**Exercise 1**
Can you quote the Memorious section word for word, starting with "Import memorious crawler" and going on through "documents are synced."?

**Supplied text**

☆ ☆ ☆ ☆ ☆

Memorious

Import memorious crawler results into a leakrfc dataset.

As long as using the global cache (environment CACHE=1, default) only new documents are synced.

leakrfc -d my_dataset memorious sync -i /memorious/data/store/my_dataset

File paths can be set via a key_func function or via command line:

# use only the file names without their path:
leakrfc -d my_dataset memorious sync -i /memorious/data/store/my_dataset --name-only

# strip a prefix from the original relative file urls:
leakrfc -d my_dataset memorious sync -i /memorious/data/store/my_dataset --strip-prefix "assets/docs"

☆ ☆ ☆ ☆ ☆

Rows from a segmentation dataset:
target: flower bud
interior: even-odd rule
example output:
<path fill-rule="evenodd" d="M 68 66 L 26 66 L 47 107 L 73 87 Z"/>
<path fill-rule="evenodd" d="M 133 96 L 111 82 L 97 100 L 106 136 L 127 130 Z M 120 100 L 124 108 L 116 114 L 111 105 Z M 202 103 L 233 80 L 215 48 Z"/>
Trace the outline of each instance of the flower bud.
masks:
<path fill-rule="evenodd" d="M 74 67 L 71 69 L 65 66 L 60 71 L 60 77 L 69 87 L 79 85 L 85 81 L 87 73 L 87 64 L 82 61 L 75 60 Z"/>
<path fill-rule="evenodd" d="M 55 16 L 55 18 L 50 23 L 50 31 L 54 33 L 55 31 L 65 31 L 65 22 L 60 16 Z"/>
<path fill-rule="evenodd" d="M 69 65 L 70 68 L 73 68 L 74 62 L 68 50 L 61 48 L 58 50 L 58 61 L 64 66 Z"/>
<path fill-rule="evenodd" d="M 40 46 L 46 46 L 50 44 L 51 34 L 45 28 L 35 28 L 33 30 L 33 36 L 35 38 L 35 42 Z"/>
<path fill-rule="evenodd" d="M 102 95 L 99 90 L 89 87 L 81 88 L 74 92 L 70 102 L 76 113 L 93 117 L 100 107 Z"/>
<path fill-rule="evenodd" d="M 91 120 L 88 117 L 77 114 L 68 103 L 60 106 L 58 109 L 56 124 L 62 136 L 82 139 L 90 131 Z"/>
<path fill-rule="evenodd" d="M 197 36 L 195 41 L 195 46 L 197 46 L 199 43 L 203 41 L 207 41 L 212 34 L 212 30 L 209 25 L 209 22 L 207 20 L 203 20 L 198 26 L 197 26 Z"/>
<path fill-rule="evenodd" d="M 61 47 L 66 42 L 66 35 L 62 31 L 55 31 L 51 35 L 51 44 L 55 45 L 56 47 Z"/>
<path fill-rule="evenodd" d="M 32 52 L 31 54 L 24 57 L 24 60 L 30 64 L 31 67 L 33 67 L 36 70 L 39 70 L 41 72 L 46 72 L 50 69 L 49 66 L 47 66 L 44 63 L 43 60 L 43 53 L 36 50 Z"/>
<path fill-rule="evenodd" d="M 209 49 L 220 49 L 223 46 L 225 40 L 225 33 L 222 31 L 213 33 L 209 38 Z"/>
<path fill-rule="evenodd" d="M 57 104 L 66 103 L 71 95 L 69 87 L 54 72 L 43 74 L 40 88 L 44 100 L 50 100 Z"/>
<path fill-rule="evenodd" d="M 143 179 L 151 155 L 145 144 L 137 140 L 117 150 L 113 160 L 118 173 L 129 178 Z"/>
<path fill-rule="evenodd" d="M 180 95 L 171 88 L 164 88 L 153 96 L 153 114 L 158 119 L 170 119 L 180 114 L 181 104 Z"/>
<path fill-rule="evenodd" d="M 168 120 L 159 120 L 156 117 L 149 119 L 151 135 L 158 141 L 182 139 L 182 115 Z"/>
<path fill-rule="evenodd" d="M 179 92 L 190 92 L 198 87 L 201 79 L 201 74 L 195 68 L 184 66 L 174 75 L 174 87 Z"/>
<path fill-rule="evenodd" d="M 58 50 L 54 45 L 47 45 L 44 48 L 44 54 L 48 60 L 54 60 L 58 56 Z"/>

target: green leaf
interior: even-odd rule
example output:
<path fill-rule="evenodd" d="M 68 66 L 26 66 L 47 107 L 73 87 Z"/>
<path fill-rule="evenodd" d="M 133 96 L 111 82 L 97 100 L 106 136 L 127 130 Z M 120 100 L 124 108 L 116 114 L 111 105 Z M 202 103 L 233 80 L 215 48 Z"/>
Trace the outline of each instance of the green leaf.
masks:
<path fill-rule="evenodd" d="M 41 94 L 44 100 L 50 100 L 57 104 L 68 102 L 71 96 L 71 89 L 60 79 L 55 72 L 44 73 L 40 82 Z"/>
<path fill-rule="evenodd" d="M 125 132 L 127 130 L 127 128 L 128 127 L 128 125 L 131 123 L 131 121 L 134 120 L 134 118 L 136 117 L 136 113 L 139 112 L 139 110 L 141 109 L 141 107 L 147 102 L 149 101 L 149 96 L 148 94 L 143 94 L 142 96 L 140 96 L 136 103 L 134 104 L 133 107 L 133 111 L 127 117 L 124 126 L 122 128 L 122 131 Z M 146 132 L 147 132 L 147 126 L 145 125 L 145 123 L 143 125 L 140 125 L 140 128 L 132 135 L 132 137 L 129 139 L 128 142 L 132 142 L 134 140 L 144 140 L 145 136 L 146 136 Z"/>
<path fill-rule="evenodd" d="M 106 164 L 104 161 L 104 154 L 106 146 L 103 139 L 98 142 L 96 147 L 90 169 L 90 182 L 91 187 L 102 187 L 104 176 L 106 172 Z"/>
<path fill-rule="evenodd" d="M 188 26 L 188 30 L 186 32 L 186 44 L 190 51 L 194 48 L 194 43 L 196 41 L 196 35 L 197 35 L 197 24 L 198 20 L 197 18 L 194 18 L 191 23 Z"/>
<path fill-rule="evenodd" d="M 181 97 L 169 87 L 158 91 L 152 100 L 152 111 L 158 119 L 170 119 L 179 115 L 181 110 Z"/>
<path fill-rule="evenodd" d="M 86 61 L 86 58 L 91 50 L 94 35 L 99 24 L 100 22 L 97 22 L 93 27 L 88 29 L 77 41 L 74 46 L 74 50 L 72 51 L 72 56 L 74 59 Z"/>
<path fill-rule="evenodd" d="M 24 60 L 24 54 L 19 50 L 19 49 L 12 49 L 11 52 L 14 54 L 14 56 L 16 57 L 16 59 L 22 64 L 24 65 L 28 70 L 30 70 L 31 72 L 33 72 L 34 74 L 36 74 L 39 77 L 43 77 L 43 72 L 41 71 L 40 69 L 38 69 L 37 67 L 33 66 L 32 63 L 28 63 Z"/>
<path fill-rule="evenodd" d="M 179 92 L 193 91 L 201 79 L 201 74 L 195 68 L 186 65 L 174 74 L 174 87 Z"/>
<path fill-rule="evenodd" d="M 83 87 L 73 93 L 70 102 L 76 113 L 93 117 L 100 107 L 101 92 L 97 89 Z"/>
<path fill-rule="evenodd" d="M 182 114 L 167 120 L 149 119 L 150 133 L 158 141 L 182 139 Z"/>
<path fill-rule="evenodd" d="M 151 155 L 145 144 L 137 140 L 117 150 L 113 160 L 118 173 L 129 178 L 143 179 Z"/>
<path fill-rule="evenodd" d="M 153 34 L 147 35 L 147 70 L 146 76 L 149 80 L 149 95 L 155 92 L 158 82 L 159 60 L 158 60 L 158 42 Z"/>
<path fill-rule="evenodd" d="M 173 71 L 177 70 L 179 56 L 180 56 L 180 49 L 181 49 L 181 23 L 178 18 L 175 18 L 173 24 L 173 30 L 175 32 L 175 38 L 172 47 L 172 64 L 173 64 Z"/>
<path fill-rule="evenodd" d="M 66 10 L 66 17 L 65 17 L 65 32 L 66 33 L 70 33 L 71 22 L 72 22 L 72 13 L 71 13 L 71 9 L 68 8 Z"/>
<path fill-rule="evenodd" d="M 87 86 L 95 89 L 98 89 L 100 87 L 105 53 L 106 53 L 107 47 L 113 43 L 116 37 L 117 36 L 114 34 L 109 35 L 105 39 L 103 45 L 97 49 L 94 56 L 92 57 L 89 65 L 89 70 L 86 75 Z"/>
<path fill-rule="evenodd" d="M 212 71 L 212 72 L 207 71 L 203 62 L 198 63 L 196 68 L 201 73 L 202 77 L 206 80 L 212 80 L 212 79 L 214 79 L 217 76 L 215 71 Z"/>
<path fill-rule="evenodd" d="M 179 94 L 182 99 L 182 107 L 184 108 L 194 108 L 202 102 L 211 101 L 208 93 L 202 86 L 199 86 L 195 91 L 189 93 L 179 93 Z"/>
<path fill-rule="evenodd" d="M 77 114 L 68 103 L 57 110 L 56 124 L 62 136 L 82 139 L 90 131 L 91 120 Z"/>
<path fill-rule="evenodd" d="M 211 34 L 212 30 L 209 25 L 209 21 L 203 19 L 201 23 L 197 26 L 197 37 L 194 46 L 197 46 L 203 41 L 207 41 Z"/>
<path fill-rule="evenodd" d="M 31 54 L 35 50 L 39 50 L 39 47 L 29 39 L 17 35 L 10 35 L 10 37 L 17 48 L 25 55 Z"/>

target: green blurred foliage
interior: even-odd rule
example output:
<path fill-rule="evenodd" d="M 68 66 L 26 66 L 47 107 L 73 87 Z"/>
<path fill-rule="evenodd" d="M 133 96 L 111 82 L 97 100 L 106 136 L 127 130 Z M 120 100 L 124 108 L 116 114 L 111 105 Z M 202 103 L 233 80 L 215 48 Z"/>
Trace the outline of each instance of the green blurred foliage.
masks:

☆ ☆ ☆ ☆ ☆

**Exercise 2**
Can you lay out the lines of the rows as a JSON list of strings, one string per line and blank lines left out, starting with the line with "target: green blurred foliage" and going on through the last line of the rows?

**Full answer 1**
Import memorious crawler results into a leakrfc dataset.

As long as using the global cache (environment CACHE=1, default) only new documents are synced.

**Full answer 2**
[
  "target: green blurred foliage",
  "interior: even-odd rule",
  "example output:",
  "<path fill-rule=\"evenodd\" d=\"M 68 66 L 26 66 L 47 107 L 73 87 Z\"/>",
  "<path fill-rule=\"evenodd\" d=\"M 133 96 L 111 82 L 97 100 L 106 136 L 127 130 Z M 120 100 L 124 108 L 116 114 L 111 105 Z M 202 103 L 233 80 L 215 48 Z\"/>",
  "Trace the outline of each instance of the green blurred foliage.",
  "masks:"
]